What is asked:
(1) List every Spark higher-order function that the Comet roadmap names as taking a lambda.
(2) From the Comet roadmap, return everything from "Comet Roadmap#" down to "coordination between contributors.", copied word for word.
── Text segment ──
Comet Roadmap#
Comet is an open-source project and contributors are welcome to work on any issues at any time, but we find it helpful to have a roadmap for some of the major items that require coordination between contributors.
Window Expressions#
Native window execution is currently disabled by default due to known correctness issues (#2721, #2841).
In addition, dedicated window functions such as rank, dense_rank, row_number, lag, lead, ntile,
cume_dist, percent_rank, and nth_value are not yet implemented and fall back to Spark (#2705). The
goal is to enable windowed aggregates by default (#4007) and add the missing dedicated window functions.
Lambda Expressions#
Spark supports higher-order functions on arrays and maps that take a lambda, including transform, exists,
forall, aggregate, zip_with, map_filter, and map_zip_with. Comet currently lacks a general mechanism
for serializing lambda expressions and evaluating them in DataFusion. Adding this capability will unlock a
significant family of Spark expressions in one effort.
Dynamic Partition Pruning#
Native Parquet scans (CometNativeScanExec) support Dynamic Partition Pruning (DPP) both with and without
Adaptive Query Execution. Non-AQE DPP landed in #4011 and AQE DPP with broadcast reuse landed in #4112.
Iceberg native scans currently support non-AQE DPP only (#3349, #3511); extending broadcast reuse to AQE
DPP for Iceberg is tracked at #3510.
TPC-H and TPC-DS Performance#
We regularly publish benchmark results derived from TPC-H and TPC-DS to track performance against Spark. Closing the remaining gaps and increasing the speedup on both benchmark suites is an ongoing focus, tracked under #2004 (TPC-H), #858 (TPC-DS), and #3799 (improving the awslabs published TPC-DS results).
Upstream Work in DataFusion#
A growing number of Spark-compatible expressions live in the datafusion-spark crate in the core DataFusion
repository. Comet is migrating its expression implementations to that crate so that they can be shared by other
DataFusion-based projects, tracked in #2084. Improvements to core DataFusion operators (joins, aggregates,
window) made in support of Comet also benefit the wider ecosystem.
Spillable Hash Join#
Comet’s native hash join currently requires the build side to fit entirely in memory. Adding spill-to-disk support will allow Comet to handle larger joins without falling back to Spark, improving both reliability and performance for memory-intensive workloads.
Java/Scala Columnar and Arrow UDF Support#
Spark users frequently define custom UDFs in Java or Scala. Comet currently falls back to Spark when a query contains a JVM UDF. Adding support for calling Java/Scala UDFs that operate on columnar Arrow data directly from native execution will reduce fallbacks and allow more queries to run end-to-end in Comet.
───
── Data shown ──
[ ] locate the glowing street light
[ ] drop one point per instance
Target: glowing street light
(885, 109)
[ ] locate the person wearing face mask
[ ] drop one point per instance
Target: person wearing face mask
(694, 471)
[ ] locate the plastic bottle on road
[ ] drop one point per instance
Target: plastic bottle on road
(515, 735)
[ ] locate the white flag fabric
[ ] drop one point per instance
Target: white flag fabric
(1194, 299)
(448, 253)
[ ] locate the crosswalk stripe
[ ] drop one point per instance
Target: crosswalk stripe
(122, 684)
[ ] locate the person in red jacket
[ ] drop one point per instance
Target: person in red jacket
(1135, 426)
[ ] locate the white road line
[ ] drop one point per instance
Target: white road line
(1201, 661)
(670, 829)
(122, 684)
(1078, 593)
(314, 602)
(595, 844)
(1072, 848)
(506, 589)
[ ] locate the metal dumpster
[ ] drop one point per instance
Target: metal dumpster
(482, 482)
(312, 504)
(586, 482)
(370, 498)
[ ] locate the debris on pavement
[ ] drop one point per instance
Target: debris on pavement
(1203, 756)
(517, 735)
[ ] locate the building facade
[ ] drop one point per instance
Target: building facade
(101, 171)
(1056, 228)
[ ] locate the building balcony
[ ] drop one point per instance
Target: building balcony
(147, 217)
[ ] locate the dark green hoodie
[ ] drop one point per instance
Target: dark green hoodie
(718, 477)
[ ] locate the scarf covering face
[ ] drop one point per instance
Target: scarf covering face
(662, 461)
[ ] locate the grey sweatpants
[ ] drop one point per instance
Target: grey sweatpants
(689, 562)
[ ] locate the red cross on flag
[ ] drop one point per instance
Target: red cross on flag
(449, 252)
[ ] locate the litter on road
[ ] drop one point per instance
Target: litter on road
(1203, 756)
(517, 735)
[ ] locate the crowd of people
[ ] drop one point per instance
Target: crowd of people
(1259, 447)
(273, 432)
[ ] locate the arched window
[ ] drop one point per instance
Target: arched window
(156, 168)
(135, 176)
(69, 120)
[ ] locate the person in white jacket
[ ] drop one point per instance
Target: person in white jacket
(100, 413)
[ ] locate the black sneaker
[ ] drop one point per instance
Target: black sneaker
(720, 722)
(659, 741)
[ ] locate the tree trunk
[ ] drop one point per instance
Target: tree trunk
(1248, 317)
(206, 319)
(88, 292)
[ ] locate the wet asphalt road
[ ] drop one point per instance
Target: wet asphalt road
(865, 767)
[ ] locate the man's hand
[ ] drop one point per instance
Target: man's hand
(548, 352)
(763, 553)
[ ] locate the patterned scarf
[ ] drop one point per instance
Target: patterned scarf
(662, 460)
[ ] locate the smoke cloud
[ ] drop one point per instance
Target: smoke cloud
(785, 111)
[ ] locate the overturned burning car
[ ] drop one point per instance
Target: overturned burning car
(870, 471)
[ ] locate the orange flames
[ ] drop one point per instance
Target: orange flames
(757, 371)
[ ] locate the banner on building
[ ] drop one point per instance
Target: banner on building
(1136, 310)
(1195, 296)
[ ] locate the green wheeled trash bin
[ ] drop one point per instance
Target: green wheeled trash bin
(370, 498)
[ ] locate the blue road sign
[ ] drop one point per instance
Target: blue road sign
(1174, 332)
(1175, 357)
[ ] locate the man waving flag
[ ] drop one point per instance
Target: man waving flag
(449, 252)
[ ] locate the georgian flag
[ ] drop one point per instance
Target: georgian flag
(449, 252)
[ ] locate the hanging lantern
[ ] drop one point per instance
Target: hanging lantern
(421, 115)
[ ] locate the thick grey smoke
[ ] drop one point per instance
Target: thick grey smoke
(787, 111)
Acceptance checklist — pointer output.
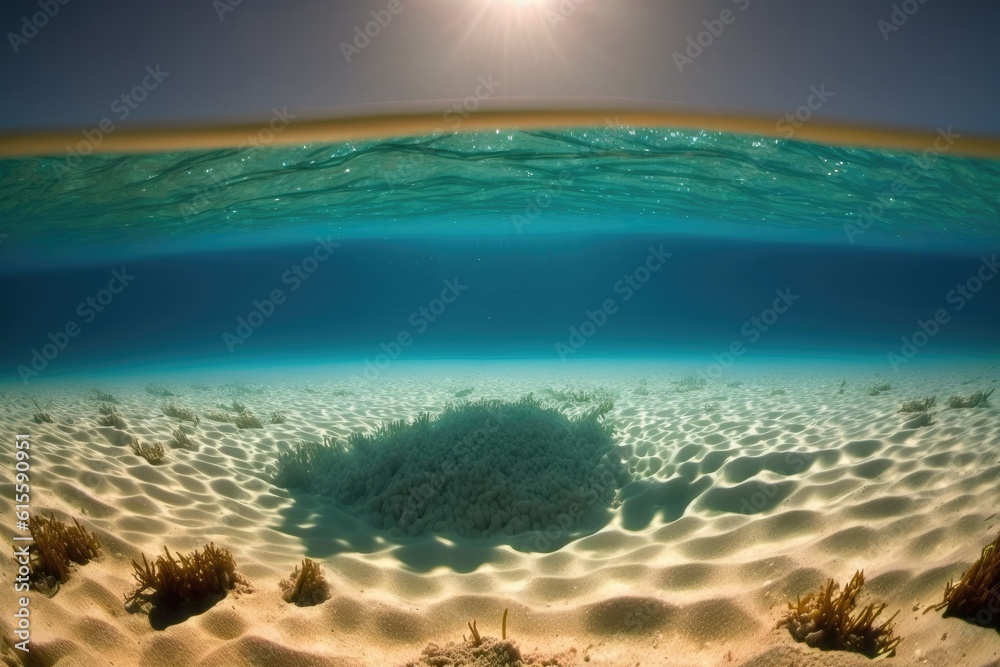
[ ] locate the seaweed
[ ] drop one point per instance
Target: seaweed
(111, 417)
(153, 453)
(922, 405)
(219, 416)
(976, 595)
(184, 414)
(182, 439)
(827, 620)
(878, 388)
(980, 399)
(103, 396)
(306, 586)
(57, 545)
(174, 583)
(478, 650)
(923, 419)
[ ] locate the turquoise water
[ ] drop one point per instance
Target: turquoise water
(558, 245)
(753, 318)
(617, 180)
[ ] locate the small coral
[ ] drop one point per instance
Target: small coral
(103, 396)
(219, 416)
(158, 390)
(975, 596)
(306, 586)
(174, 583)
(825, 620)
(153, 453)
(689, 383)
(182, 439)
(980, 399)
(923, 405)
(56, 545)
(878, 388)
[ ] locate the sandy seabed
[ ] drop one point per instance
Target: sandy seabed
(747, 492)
───
── Data shown ──
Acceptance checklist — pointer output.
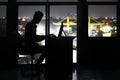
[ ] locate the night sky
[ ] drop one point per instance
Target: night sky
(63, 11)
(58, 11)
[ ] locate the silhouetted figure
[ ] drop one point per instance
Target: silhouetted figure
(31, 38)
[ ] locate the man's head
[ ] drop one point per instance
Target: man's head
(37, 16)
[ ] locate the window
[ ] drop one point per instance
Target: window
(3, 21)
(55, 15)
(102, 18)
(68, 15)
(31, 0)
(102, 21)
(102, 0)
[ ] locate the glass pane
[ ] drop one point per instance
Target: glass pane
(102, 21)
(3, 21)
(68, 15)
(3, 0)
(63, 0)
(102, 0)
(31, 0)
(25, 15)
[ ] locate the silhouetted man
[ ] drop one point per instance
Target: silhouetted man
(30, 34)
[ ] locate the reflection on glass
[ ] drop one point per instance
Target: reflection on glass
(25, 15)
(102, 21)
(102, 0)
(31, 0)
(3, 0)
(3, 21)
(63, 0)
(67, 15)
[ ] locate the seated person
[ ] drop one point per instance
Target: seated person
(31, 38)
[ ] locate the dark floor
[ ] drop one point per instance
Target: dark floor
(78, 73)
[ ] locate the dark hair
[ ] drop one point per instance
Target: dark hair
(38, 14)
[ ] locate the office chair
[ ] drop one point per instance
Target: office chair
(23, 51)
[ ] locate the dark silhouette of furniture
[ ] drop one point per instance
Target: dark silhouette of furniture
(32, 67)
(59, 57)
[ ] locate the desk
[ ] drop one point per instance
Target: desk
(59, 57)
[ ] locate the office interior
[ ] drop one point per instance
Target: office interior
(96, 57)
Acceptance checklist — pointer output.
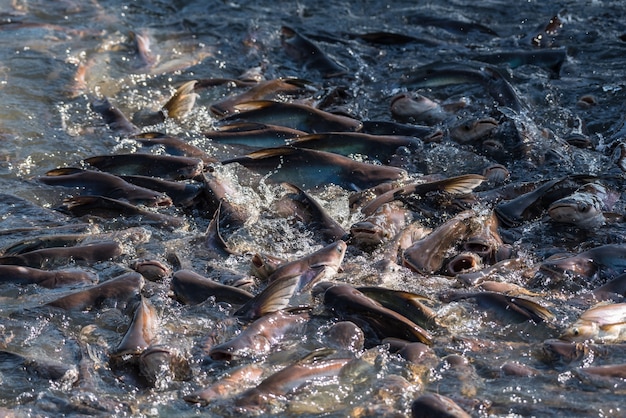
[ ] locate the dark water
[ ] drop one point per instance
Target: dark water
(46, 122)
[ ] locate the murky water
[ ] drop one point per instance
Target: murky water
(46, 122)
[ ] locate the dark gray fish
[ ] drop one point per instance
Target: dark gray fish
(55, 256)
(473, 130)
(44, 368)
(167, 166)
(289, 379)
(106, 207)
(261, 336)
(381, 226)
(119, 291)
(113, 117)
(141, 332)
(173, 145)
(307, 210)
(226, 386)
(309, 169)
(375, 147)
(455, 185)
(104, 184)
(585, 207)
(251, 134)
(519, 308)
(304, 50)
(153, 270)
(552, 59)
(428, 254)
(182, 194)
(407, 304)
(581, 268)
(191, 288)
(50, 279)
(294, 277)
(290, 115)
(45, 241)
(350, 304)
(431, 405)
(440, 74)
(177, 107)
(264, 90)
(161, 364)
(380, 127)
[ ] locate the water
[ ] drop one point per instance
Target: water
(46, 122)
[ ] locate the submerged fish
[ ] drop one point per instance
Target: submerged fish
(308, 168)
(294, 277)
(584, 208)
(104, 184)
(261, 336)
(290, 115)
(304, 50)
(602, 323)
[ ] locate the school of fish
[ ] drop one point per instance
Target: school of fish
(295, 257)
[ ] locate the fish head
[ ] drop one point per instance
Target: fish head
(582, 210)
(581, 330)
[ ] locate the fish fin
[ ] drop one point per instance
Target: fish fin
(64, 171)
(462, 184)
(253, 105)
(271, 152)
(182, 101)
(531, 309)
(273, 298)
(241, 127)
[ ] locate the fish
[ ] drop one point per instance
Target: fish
───
── Data shown ──
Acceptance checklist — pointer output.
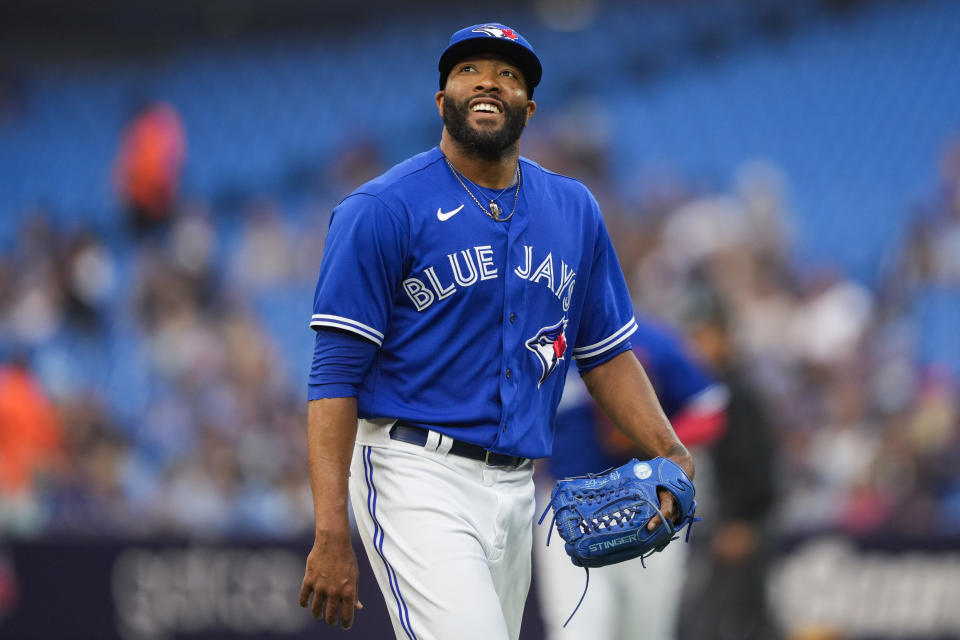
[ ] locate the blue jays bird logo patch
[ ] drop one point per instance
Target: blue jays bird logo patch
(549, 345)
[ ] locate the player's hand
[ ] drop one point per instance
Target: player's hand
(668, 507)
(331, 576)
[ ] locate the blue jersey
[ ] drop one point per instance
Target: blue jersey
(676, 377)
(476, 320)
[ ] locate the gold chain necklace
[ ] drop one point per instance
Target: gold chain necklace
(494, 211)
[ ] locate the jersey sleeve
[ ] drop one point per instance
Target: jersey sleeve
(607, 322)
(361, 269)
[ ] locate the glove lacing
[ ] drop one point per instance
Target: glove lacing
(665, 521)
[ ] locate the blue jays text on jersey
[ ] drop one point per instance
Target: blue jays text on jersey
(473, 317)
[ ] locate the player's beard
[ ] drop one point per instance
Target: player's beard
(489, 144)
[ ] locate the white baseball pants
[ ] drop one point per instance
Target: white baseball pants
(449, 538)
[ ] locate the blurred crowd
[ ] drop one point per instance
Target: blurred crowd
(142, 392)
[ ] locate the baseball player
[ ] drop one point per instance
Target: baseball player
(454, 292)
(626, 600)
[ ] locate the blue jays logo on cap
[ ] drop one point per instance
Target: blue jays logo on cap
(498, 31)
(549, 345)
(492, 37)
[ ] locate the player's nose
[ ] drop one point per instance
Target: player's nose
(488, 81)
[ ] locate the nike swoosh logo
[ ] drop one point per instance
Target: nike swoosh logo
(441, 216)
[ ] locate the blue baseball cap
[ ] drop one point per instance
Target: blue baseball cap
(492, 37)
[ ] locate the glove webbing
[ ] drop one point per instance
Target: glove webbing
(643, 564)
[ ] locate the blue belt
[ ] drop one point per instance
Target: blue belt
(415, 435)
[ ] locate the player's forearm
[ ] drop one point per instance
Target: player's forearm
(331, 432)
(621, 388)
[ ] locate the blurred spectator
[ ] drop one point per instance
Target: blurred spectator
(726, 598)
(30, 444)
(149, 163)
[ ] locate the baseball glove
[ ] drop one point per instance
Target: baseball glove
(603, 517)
───
Responses in order:
(1) transform, exists, forall, aggregate, zip_with, map_filter, map_zip_with

(2)
Comet Roadmap#
Comet is an open-source project and contributors are welcome to work on any issues at any time, but we find it helpful to have a roadmap for some of the major items that require coordination between contributors.